§ Passage to read

################

The example telemetry controller 152 compares the utilization metrics with policy data (block 520). For example, the telemetry controller 152 determines whether the utilization metrics meet a policy threshold. Further example instructions that may be used to implement block 520 are described below in connection with FIG. 6.

The example orchestrator 142 determines if the comparison of utilization metrics to policy data determines the workload is to be offloaded (block 522). For example, the orchestrator 142 obtains a notification from the telemetry controller 152 indicative to not offload the workload (e.g., block 522=NO), then the example scheduler 144 is notified to continue execution of the workload (block 532). If the orchestrator 142 determines the workload is to be offloaded (e.g., block 522=YES), the orchestrator 142 determines the correct workload instance for the second resource (block 524). For example, if the workload is to be offloaded from a general purpose processing unit to an acceleration unit, the example orchestrator 142 queries a database for a variant and/or transformation of the workload that corresponds to the acceleration unit.

Further, the example scheduler 144 pauses execution of the workload (block 526). For example, the scheduler 144 pauses threads, processes, or container execution at the target resource. The example scheduler 144 offloads the workload from the target resource to the second resource (block 528). For example, the scheduler 144 obtains the workload instance for the second resource and configures the workload instance to execute at the second resource. Additionally, the example scheduler 144 exchanges a workload state from the target resource to the second resource (block 530). For example, the scheduler 144 performs a decoupling method. The implementation of decoupling allows the scheduler 144 to determine a workload state. For example, the scheduler 144 snapshots (e.g., saves) the state of the workload at the point of shutdown (e.g., at block 526) for immediate use a few milliseconds later, to resume at the second resource.

The example scheduler 144 continues execution of the workload restarting at the workload state (block 532). For example, the scheduler 144 configures threads, processes, or images to be executed, at the second resource, at the point of shutdown on the target resource.

During workload execution, the telemetry controller 152 may periodically and/or aperiodically collect utilization metrics and telemetry data from the resources the workload is executing at. Additionally, the example telemetry controller 152 periodically and/or aperiodically performs comparisons of the utilization metrics to the policy data. In this manner, the orchestrator 142 is constantly making decisions about how to optimize usage of the edge platform resources during workload executions.

################

§ Entries supplied
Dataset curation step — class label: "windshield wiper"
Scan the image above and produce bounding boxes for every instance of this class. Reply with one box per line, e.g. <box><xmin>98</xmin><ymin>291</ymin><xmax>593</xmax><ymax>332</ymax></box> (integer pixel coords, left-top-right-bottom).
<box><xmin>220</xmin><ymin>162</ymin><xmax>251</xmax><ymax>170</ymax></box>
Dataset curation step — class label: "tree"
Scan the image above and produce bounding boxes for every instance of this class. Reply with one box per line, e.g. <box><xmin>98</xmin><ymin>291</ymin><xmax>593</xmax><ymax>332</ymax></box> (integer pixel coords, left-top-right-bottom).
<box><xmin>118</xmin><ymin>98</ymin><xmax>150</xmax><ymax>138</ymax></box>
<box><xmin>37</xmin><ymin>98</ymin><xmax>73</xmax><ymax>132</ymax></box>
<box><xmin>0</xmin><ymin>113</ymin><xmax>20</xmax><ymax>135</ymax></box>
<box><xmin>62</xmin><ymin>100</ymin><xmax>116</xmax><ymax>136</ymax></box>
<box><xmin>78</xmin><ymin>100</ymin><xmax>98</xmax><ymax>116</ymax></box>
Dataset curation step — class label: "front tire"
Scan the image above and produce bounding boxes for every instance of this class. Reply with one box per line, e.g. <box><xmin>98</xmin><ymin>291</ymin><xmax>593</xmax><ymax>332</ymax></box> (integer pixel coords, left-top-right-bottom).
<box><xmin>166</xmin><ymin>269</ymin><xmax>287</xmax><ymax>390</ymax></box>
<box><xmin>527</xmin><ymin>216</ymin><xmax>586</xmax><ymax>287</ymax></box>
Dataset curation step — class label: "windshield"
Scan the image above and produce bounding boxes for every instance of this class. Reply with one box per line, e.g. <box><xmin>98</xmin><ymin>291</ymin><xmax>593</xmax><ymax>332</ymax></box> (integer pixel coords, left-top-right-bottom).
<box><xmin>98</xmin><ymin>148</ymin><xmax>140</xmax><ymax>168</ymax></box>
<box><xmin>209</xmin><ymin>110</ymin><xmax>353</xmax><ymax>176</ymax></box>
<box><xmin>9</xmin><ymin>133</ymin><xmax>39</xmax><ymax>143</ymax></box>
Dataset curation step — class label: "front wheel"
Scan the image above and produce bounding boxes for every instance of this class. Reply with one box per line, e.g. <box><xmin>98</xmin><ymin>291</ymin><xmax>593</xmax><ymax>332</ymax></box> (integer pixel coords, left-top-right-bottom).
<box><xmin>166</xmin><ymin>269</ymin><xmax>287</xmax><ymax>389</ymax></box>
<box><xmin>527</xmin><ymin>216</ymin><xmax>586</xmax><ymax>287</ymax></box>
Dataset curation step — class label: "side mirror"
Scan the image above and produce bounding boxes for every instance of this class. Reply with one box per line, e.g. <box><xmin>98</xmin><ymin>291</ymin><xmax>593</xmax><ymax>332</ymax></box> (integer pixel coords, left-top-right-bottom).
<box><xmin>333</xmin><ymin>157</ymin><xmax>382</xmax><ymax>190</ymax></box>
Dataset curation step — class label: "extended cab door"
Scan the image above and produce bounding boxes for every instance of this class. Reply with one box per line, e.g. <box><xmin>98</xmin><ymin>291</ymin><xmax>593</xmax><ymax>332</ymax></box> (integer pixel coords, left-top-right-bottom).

################

§ What to work on
[1] Answer these questions from the workload-offloading passage:
(a) What does the telemetry controller 152 compare the utilization metrics with?
(b) At block 526, what does the scheduler 144 pause at the target resource?
(c) When a workload is to be offloaded from a general purpose processing unit to an acceleration unit, what does the orchestrator 142 query a database for?
[2] Can you update the workload-offloading passage, starting at "During workload execution, the" and ending at "during workload executions.", by replacing "policy data" with "policy rules"?
[3] Do these statements agree with the workload-offloading passage? Answer yes or no for each, and quote the words that decide it.
(a) The scheduler 144 saves the state of the workload at the point of shutdown.
(b) The telemetry controller 152 collects utilization metrics only once, before the workload starts.
(c) When block 522 is NO, the scheduler 144 is notified to continue execution of the workload.
None of the records are used in what you are asked to do here.

§ Results of the tasks
[1]
(a) Policy data (block 520).
(b) Threads, processes, or container execution.
(c) A variant and/or transformation of the workload that corresponds to the acceleration unit.

[2]
During workload execution, the telemetry controller 152 may periodically and/or aperiodically collect utilization metrics and telemetry data from the resources the workload is executing at. Additionally, the example telemetry controller 152 periodically and/or aperiodically performs comparisons of the utilization metrics to the policy rules. In this manner, the orchestrator 142 is constantly making decisions about how to optimize usage of the edge platform resources during workload executions.

[3]
(a) Yes: "the scheduler 144 snapshots (e.g., saves) the state of the workload at the point of shutdown"
(b) No: "During workload execution, the telemetry controller 152 may periodically and/or aperiodically collect utilization metrics"
(c) Yes: "then the example scheduler 144 is notified to continue execution of the workload (block 532)"